**PROBLEM STATEMENT**
What you return should match every record exactly, with the images removed.

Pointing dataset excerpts
————
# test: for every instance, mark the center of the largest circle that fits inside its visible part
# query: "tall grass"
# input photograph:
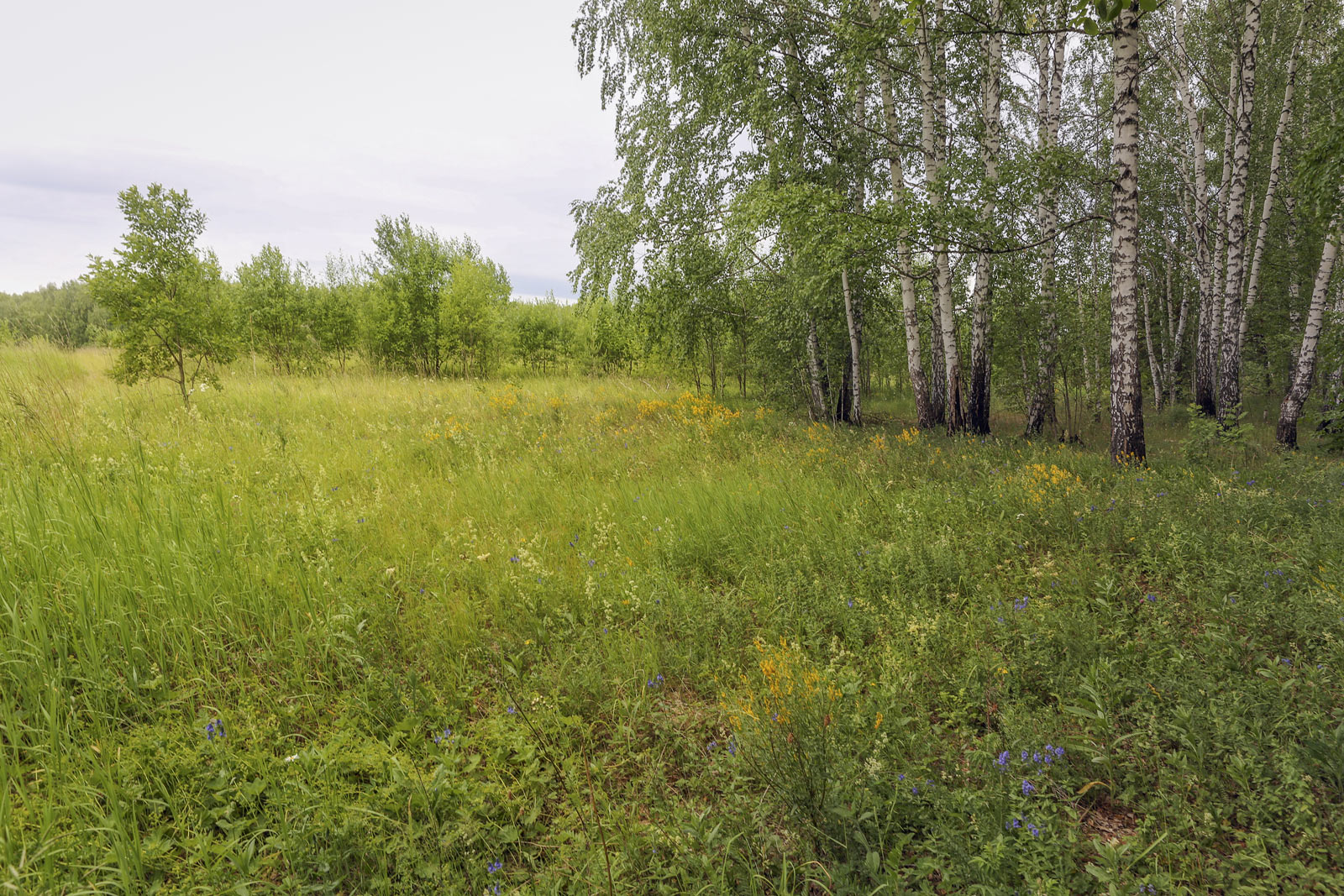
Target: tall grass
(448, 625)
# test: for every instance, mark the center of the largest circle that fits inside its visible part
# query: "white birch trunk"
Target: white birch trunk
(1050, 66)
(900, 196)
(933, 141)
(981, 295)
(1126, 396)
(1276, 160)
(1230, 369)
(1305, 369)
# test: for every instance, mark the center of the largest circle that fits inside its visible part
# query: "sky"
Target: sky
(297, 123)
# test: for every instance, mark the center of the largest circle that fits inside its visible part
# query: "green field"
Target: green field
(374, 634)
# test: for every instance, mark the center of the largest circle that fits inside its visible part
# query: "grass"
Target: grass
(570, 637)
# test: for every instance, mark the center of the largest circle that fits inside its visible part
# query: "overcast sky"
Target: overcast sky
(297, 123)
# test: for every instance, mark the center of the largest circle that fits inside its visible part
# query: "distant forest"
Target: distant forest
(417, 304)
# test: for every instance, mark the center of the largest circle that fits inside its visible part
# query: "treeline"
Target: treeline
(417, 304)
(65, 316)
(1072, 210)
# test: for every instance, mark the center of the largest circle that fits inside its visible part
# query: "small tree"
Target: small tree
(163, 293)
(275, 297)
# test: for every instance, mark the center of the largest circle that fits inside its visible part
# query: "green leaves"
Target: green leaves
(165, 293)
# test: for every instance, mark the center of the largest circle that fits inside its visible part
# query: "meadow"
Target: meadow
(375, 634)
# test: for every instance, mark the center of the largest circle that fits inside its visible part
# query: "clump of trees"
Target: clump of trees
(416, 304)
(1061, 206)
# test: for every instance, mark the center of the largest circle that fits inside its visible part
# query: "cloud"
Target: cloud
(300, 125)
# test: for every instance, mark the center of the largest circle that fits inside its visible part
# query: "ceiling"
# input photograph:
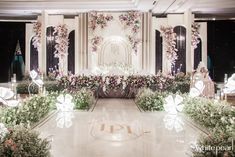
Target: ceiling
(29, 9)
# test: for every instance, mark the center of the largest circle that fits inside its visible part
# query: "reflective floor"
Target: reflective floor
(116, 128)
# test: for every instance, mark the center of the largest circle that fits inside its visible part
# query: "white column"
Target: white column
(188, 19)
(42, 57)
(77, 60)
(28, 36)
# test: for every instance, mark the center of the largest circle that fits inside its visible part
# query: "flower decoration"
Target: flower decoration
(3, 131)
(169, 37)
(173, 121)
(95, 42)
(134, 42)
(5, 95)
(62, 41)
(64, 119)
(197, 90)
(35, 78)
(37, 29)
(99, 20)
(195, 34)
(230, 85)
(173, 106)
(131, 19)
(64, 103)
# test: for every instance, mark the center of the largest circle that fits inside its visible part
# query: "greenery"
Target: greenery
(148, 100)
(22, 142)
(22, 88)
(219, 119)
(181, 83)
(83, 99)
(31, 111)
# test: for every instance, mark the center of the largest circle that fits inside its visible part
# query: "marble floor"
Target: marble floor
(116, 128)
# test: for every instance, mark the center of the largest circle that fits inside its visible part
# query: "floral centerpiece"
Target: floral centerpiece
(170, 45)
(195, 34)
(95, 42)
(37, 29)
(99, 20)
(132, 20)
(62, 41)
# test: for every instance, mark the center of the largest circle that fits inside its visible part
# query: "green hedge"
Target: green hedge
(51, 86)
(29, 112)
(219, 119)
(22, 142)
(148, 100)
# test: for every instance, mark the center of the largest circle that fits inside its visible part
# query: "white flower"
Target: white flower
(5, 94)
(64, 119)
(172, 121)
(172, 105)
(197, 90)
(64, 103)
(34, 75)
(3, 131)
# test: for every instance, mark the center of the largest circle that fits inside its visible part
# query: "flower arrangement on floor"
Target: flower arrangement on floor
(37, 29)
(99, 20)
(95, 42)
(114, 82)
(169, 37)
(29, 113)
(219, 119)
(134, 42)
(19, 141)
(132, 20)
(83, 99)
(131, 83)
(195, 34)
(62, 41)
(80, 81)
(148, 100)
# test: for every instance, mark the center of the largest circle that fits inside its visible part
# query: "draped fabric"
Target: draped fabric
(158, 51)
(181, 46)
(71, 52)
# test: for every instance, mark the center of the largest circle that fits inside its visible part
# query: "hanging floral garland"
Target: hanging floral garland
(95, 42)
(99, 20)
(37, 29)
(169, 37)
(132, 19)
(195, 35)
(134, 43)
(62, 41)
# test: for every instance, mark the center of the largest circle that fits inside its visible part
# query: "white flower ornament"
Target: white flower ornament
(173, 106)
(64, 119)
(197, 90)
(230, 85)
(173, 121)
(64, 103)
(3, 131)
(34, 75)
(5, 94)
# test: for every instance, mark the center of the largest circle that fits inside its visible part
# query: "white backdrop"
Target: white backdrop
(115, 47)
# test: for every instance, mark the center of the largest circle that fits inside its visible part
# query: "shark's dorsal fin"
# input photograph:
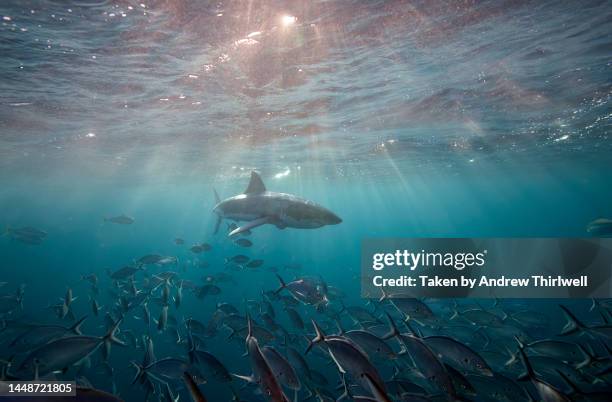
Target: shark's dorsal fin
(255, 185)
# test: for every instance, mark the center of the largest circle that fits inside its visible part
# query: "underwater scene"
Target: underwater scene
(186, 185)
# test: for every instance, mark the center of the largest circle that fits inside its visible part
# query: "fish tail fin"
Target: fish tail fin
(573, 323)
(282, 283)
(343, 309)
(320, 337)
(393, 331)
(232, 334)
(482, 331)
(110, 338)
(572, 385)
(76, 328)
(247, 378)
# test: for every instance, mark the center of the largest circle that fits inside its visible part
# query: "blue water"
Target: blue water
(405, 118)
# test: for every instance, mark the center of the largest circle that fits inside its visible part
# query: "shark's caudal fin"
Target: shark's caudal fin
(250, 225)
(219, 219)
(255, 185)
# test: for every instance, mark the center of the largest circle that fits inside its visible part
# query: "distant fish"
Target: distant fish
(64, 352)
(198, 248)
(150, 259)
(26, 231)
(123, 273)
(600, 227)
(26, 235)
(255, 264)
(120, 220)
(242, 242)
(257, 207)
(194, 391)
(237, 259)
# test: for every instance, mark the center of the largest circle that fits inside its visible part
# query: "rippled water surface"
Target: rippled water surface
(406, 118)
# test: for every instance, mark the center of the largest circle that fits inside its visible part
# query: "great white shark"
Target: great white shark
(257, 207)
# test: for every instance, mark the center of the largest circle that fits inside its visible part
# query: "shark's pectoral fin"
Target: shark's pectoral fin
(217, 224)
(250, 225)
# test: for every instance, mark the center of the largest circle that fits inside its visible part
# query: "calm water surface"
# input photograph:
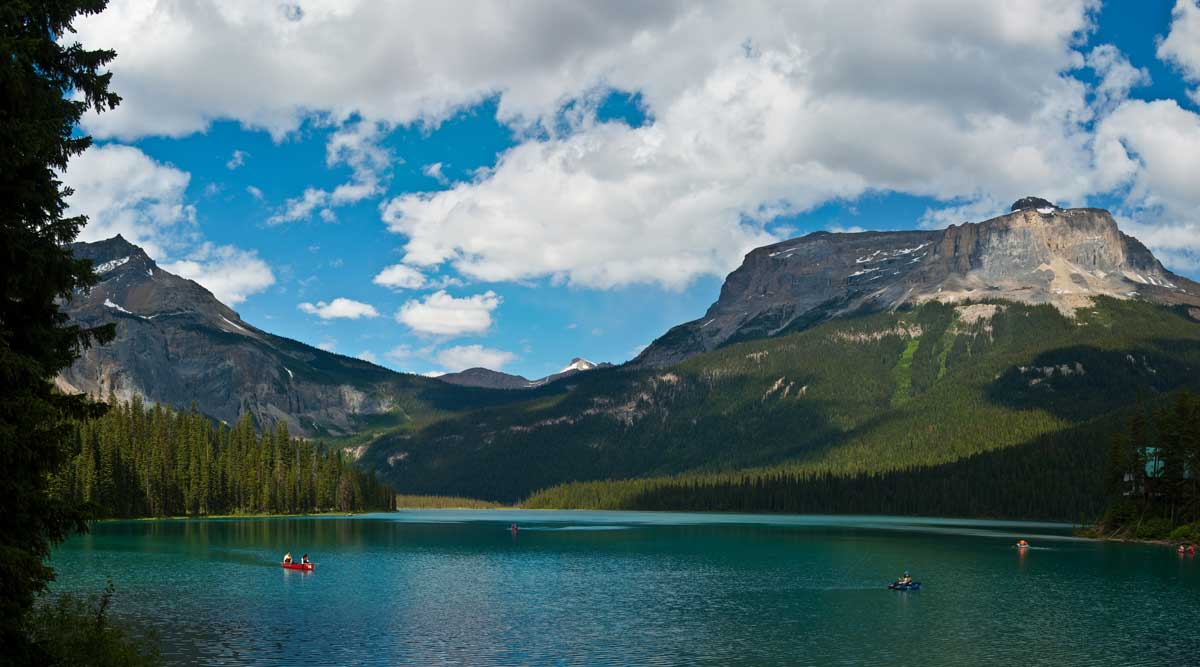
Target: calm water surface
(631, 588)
————
**SOLVED EXERCISE**
# test: for every instance, mark the center of the largest circle that fits inside its visible part
# query: "tall grass"
# input photograph:
Target: tall grass
(448, 625)
# test: for every instance, mark the center of the largest circle that fits inside its visible part
# query: "white birch trunk"
Target: white birch trunk
(1050, 66)
(900, 196)
(933, 141)
(981, 295)
(1126, 396)
(1276, 160)
(1230, 369)
(1305, 369)
# test: for every instance, mark the center of the largest circle that fits inside its visible part
# query: "sky"
Target: sky
(297, 123)
# test: for every instance, mark the center of the largest circle that fits inside its visible part
# query: "green field"
Target: green field
(374, 634)
# test: for every instance, mark the center of the largest circle that fits inside its visible part
# query: "grass"
Target: grass
(570, 637)
# test: for every instance, mark the center of the largest circle that fits inside its visible part
# query: "overcast sky"
Target: overcast sky
(297, 123)
# test: for every instance, mark the center of the largest circle that fits inside its visible part
# query: "distant forest"
Target: distant forest
(417, 304)
# test: for every instance, mark the center of the largest circle that fits inside its visible part
# query: "treeline"
Target: treeline
(417, 304)
(65, 316)
(1072, 210)
# test: for every instance, mark the center of the largest circle that fits inside its visible part
# query: "small tree"
Target: small tree
(163, 293)
(275, 297)
# test: for every instance, mark the center of the largest circle that fits inside its visible part
# query: "green leaves"
Target: green leaves
(165, 293)
# test: for every instance, mark the center of the largest circle that fits inside its visible part
# query: "meadow"
Target: meadow
(375, 634)
# test: for every instance, mark the center of the largest circle that fits inside its visible part
# query: "clump of trees"
Target: clump of trees
(416, 304)
(1061, 206)
# test: for every instance, mark the center of the largest circle that fits inside its visible part
# query: "cloud"
Target: cloud
(300, 125)
# test: for every instance, mark the center of the largest circle that fits inside its visible part
# query: "ceiling"
# input photograph:
Target: ceiling
(29, 9)
# test: for every instance, mark the center of the largest circle that fits inside its visible part
# query: "reflective floor"
Target: reflective floor
(116, 128)
# test: for every instance, mark the center of the largest circle that fits inside its visible part
# query: "white column"
Target: white column
(188, 19)
(42, 57)
(77, 60)
(28, 36)
# test: for every instance, mark the center of the largest circle that fits inside its visible part
# query: "flower decoration"
Target: flower decoration
(3, 131)
(169, 37)
(173, 121)
(95, 42)
(134, 42)
(5, 95)
(62, 41)
(64, 119)
(197, 90)
(35, 78)
(37, 29)
(99, 20)
(195, 34)
(230, 85)
(173, 106)
(131, 19)
(64, 103)
# test: for every instance, mark the center of the largest circle that fits inside its visible part
# query: "greenery"
Target: greenery
(148, 100)
(22, 142)
(22, 88)
(219, 119)
(181, 83)
(83, 99)
(31, 111)
# test: for every instance, mark the center of the largest circle that fits inside its visible part
# query: "marble floor"
Target: marble floor
(116, 128)
# test: for every instance, mark the center of the largest circle that fits inside its visible part
# query: "floral centerpiece"
Target: floral centerpiece
(170, 45)
(195, 34)
(95, 42)
(37, 29)
(99, 20)
(132, 20)
(62, 41)
# test: for every instance, mark the center of the largest circle that fits inside its visible part
# query: "green hedge"
Target: green hedge
(51, 86)
(29, 112)
(219, 119)
(22, 142)
(148, 100)
# test: for every instance, mark the center of the largest circle that fits inside its visible part
# query: "white flower"
Target: white flower
(5, 94)
(64, 119)
(172, 121)
(172, 105)
(197, 90)
(64, 103)
(34, 75)
(3, 131)
# test: for every instance, mark the center of the largest circle that fits inside its visible part
# query: "flower arrangement on floor"
Target: flower arrangement on floor
(37, 29)
(99, 20)
(95, 42)
(114, 82)
(169, 37)
(29, 113)
(219, 119)
(134, 42)
(19, 141)
(132, 20)
(83, 99)
(131, 83)
(195, 34)
(62, 41)
(80, 81)
(148, 100)
# test: for every instance, mark the center of the largest circle that fits inside its visible part
# query: "draped fabric"
Target: draped fabric
(158, 51)
(181, 46)
(71, 52)
# test: for every instance, mark the center of the largest circle that fits inside its visible part
# query: "hanging floral garland"
Target: hanging floral garland
(95, 42)
(99, 20)
(37, 29)
(169, 37)
(132, 19)
(195, 35)
(134, 43)
(62, 41)
# test: for every instance, mark the center of the largest circle that fits inside its visible part
# query: "white flower ornament"
Target: white flower ornament
(173, 106)
(64, 119)
(197, 90)
(230, 85)
(173, 121)
(64, 103)
(3, 131)
(34, 75)
(5, 94)
# test: for every instance, mark the center of the largest circle that fits inside its visible part
# query: "white backdrop"
Target: white backdrop
(115, 47)
# test: for every instance, mark the center of the largest circle that fits inside its visible part
# query: "shark's dorsal fin"
# input photograph:
Target: shark's dorsal fin
(255, 185)
# test: for every instance, mark the center of the largest circle that fits inside its visible part
# query: "underwater scene"
Target: underwater scene
(186, 185)
# test: for every instance, mark the center of the largest circle that fits inside its visible part
# query: "fish tail fin"
Target: fish tail fin
(573, 323)
(282, 283)
(343, 309)
(320, 337)
(393, 331)
(232, 334)
(482, 331)
(110, 338)
(572, 385)
(76, 328)
(247, 378)
# test: for every instance, mark the center of the largest circle that fits inside its visible part
# query: "blue water"
Target: blue water
(405, 118)
# test: for every instance, mark the center of the largest circle that fits inside its visible part
# query: "shark's caudal fin"
Target: shark's caudal fin
(250, 225)
(219, 219)
(255, 185)
# test: for every instance, mark the center of the largest circle that fits inside its visible part
# query: "distant fish"
Target: distant fish
(64, 352)
(198, 248)
(150, 259)
(26, 231)
(123, 273)
(600, 227)
(26, 235)
(255, 264)
(120, 220)
(242, 242)
(257, 207)
(194, 391)
(237, 259)
# test: for every instance, mark the center of the largest circle that fits inside its visible part
# query: "rippled water surface"
Target: rippled water surface
(406, 118)
# test: for every instance, mark the center of the largest circle that fits inside its visible part
# query: "great white shark"
Target: great white shark
(257, 207)
# test: for every instance, mark the center of the largest circle that fits inside its visible part
# query: "shark's pectoral fin"
Target: shark's pectoral fin
(217, 224)
(250, 225)
# test: for every instance, mark the center of the largest circle that fits inside its visible part
# query: "calm water surface"
# input photograph:
Target: calm water surface
(631, 588)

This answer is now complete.